(Task material begins)
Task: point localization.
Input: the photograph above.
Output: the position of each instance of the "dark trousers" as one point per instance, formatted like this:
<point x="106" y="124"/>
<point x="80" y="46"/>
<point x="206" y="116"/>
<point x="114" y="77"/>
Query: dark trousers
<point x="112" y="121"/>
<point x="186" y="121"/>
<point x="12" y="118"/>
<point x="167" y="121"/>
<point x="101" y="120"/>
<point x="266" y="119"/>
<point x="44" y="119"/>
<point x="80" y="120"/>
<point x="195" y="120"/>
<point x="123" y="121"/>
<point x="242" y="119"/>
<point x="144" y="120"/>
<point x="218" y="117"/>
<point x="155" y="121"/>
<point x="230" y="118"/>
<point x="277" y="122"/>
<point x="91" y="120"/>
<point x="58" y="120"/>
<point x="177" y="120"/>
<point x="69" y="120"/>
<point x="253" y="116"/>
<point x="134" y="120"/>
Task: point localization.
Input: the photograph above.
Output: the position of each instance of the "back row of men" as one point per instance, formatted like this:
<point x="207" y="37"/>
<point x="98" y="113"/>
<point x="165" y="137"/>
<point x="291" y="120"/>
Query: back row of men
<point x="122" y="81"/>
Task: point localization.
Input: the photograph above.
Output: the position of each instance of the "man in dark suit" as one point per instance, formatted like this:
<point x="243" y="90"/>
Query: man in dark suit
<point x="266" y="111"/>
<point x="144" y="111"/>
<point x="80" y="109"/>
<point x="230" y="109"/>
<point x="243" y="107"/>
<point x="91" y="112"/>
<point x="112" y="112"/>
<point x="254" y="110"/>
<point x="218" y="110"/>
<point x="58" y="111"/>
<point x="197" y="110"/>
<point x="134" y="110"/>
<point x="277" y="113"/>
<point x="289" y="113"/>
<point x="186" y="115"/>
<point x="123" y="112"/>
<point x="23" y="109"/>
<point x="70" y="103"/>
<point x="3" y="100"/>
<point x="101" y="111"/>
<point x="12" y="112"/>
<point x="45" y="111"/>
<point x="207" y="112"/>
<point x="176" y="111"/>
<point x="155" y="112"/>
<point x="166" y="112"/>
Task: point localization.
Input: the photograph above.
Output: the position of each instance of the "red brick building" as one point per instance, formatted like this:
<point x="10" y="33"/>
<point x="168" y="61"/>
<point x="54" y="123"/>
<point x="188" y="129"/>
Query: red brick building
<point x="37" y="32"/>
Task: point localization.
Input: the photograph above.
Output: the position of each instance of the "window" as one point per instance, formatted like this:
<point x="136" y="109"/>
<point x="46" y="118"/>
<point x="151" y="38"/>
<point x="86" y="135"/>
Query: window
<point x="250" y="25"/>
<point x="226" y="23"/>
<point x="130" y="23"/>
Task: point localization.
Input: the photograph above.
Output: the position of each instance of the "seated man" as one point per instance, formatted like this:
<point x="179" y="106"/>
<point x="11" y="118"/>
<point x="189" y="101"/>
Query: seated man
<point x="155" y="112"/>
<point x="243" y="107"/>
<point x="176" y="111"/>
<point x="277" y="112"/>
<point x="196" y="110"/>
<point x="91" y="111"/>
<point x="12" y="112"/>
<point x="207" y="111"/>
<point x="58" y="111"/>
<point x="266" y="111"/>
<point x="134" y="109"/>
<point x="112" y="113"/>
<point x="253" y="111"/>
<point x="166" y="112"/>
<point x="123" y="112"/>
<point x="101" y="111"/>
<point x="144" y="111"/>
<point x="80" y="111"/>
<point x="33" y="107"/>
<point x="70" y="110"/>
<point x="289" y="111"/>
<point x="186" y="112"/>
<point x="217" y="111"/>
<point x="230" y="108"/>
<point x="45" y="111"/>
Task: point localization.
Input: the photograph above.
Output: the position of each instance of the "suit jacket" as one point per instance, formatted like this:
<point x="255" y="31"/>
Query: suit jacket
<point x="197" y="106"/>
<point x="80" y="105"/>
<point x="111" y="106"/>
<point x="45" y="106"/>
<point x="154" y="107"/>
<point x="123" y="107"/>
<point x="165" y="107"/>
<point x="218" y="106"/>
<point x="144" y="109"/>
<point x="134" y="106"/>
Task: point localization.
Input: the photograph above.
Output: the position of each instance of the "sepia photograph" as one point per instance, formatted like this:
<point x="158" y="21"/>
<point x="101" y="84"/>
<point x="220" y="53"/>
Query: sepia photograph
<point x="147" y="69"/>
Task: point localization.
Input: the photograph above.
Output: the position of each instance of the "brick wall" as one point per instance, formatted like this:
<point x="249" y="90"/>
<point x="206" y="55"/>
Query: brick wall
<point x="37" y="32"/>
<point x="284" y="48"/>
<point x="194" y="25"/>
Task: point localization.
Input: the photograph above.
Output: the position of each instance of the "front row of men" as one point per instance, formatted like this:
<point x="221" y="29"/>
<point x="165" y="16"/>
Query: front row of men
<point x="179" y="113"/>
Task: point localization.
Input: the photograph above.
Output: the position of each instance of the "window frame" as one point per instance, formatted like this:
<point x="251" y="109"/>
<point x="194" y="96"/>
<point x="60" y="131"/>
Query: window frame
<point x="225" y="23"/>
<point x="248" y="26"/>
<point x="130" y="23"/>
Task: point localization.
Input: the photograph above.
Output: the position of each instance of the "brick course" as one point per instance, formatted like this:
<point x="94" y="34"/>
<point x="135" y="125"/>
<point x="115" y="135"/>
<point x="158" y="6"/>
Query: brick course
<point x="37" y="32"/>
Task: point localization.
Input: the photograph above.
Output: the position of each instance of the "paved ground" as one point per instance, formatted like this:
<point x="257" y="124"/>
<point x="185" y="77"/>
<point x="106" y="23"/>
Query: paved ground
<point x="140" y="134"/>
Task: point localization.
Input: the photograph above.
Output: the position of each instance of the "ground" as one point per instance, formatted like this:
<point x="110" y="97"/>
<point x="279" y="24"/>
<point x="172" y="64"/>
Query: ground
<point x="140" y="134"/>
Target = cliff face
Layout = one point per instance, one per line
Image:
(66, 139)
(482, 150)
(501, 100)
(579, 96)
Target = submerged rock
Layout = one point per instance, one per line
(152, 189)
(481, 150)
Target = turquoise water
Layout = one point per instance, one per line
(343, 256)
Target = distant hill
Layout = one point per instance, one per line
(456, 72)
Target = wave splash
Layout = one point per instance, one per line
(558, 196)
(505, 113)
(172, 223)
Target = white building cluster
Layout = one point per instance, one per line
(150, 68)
(Task material ends)
**Work item**: The records above should be set down again word for word.

**Answer below**:
Task: point localization.
Input: the photograph above.
Output: the position of each instance of the "dark trousers" as one point per instance, formatted like this:
<point x="106" y="124"/>
<point x="80" y="46"/>
<point x="206" y="116"/>
<point x="114" y="77"/>
Query: dark trousers
<point x="112" y="121"/>
<point x="186" y="121"/>
<point x="12" y="118"/>
<point x="167" y="121"/>
<point x="101" y="120"/>
<point x="266" y="119"/>
<point x="44" y="119"/>
<point x="80" y="120"/>
<point x="195" y="120"/>
<point x="123" y="121"/>
<point x="242" y="119"/>
<point x="144" y="120"/>
<point x="218" y="117"/>
<point x="155" y="121"/>
<point x="230" y="118"/>
<point x="277" y="122"/>
<point x="91" y="120"/>
<point x="58" y="120"/>
<point x="177" y="120"/>
<point x="69" y="120"/>
<point x="253" y="116"/>
<point x="134" y="120"/>
Task: point localization.
Input: the photograph above.
Output: the position of each instance of the "back row of men" as one point per instance, formatted like this:
<point x="207" y="37"/>
<point x="98" y="113"/>
<point x="165" y="137"/>
<point x="291" y="120"/>
Query: back row of men
<point x="122" y="81"/>
Task: point localization.
Input: the photograph above.
Output: the position of each instance of the "man in dark suit" as one point per instance, formatted like this:
<point x="243" y="90"/>
Query: man in dark suit
<point x="266" y="111"/>
<point x="144" y="111"/>
<point x="80" y="109"/>
<point x="230" y="109"/>
<point x="243" y="107"/>
<point x="91" y="112"/>
<point x="112" y="112"/>
<point x="254" y="110"/>
<point x="218" y="110"/>
<point x="58" y="111"/>
<point x="197" y="110"/>
<point x="134" y="110"/>
<point x="277" y="113"/>
<point x="289" y="113"/>
<point x="186" y="115"/>
<point x="123" y="112"/>
<point x="23" y="109"/>
<point x="70" y="103"/>
<point x="3" y="100"/>
<point x="101" y="111"/>
<point x="12" y="112"/>
<point x="45" y="111"/>
<point x="207" y="112"/>
<point x="176" y="111"/>
<point x="155" y="112"/>
<point x="166" y="112"/>
Task: point localization.
Input: the photograph above.
Output: the position of each instance of the "red brick building" as one point per instance, formatted like this:
<point x="10" y="33"/>
<point x="168" y="61"/>
<point x="54" y="123"/>
<point x="188" y="129"/>
Query: red brick building
<point x="37" y="32"/>
Task: point localization.
Input: the photograph above.
Output: the position of each instance of the "window" as one point per instance, formatted like this:
<point x="136" y="109"/>
<point x="46" y="118"/>
<point x="151" y="38"/>
<point x="86" y="135"/>
Query: window
<point x="250" y="25"/>
<point x="226" y="23"/>
<point x="130" y="23"/>
Task: point localization.
Input: the photograph above.
Output: the position of each instance of the "seated man" as one point per instance, formatted like this:
<point x="179" y="106"/>
<point x="11" y="118"/>
<point x="189" y="101"/>
Query: seated man
<point x="155" y="112"/>
<point x="243" y="107"/>
<point x="176" y="111"/>
<point x="277" y="112"/>
<point x="196" y="110"/>
<point x="91" y="111"/>
<point x="12" y="112"/>
<point x="207" y="111"/>
<point x="58" y="111"/>
<point x="266" y="111"/>
<point x="134" y="109"/>
<point x="112" y="113"/>
<point x="253" y="111"/>
<point x="166" y="112"/>
<point x="123" y="112"/>
<point x="101" y="111"/>
<point x="144" y="111"/>
<point x="80" y="111"/>
<point x="33" y="107"/>
<point x="70" y="110"/>
<point x="289" y="111"/>
<point x="186" y="112"/>
<point x="217" y="111"/>
<point x="230" y="108"/>
<point x="45" y="111"/>
Task: point localization.
Input: the photograph above.
Output: the position of each instance of the "suit jacket" as one point per instance, formatted like this:
<point x="255" y="31"/>
Query: suit jacket
<point x="197" y="106"/>
<point x="80" y="105"/>
<point x="111" y="106"/>
<point x="45" y="106"/>
<point x="154" y="107"/>
<point x="123" y="107"/>
<point x="165" y="107"/>
<point x="218" y="106"/>
<point x="144" y="109"/>
<point x="134" y="106"/>
Task: point localization.
Input: the photograph above.
Output: the position of each instance of the "sepia photograph" as one point per instance, formatted like this:
<point x="158" y="21"/>
<point x="101" y="84"/>
<point x="220" y="53"/>
Query: sepia photograph
<point x="147" y="69"/>
Task: point localization.
Input: the photograph above.
Output: the position of each instance of the "brick wall" as one point per instance, formatted like this:
<point x="249" y="90"/>
<point x="206" y="55"/>
Query: brick wall
<point x="37" y="32"/>
<point x="284" y="48"/>
<point x="194" y="25"/>
Task: point localization.
Input: the photograph above.
Output: the position of each instance of the "front row of men" as one point per instance, formatted like this:
<point x="221" y="29"/>
<point x="165" y="16"/>
Query: front row of men
<point x="179" y="113"/>
Task: point localization.
Input: the photograph above.
Output: the position of each instance of the "window frame" as one point per instance, formatted like this:
<point x="251" y="109"/>
<point x="194" y="96"/>
<point x="60" y="131"/>
Query: window frame
<point x="225" y="23"/>
<point x="248" y="26"/>
<point x="130" y="23"/>
Task: point localization.
Input: the photograph above.
Output: the position of each instance of the "brick course" as one point per instance, formatted like this:
<point x="94" y="34"/>
<point x="135" y="125"/>
<point x="115" y="135"/>
<point x="158" y="6"/>
Query: brick course
<point x="37" y="32"/>
Task: point localization.
Input: the photograph above.
Output: the position of each instance of the "paved ground" as one point per instance, formatted like this:
<point x="257" y="124"/>
<point x="185" y="77"/>
<point x="106" y="23"/>
Query: paved ground
<point x="140" y="134"/>
Task: point localization.
Input: the photograph above.
Output: the position of each instance of the "ground" as one point per instance, formatted like this:
<point x="110" y="97"/>
<point x="279" y="24"/>
<point x="172" y="64"/>
Query: ground
<point x="140" y="134"/>
Target = cliff face
Layout = one point per instance, one per line
Image:
(66, 139)
(482, 150)
(501, 100)
(579, 96)
Target = submerged rock
Layout = one point per instance, one per line
(152, 189)
(481, 150)
Target = turquoise water
Layout = one point per instance, one per line
(343, 256)
Target = distant hill
Layout = one point per instance, one per line
(456, 72)
Target = wave splash
Layout = one point per instance, one per line
(558, 196)
(505, 113)
(172, 223)
Target = white building cluster
Layout = one point per instance, one per line
(150, 68)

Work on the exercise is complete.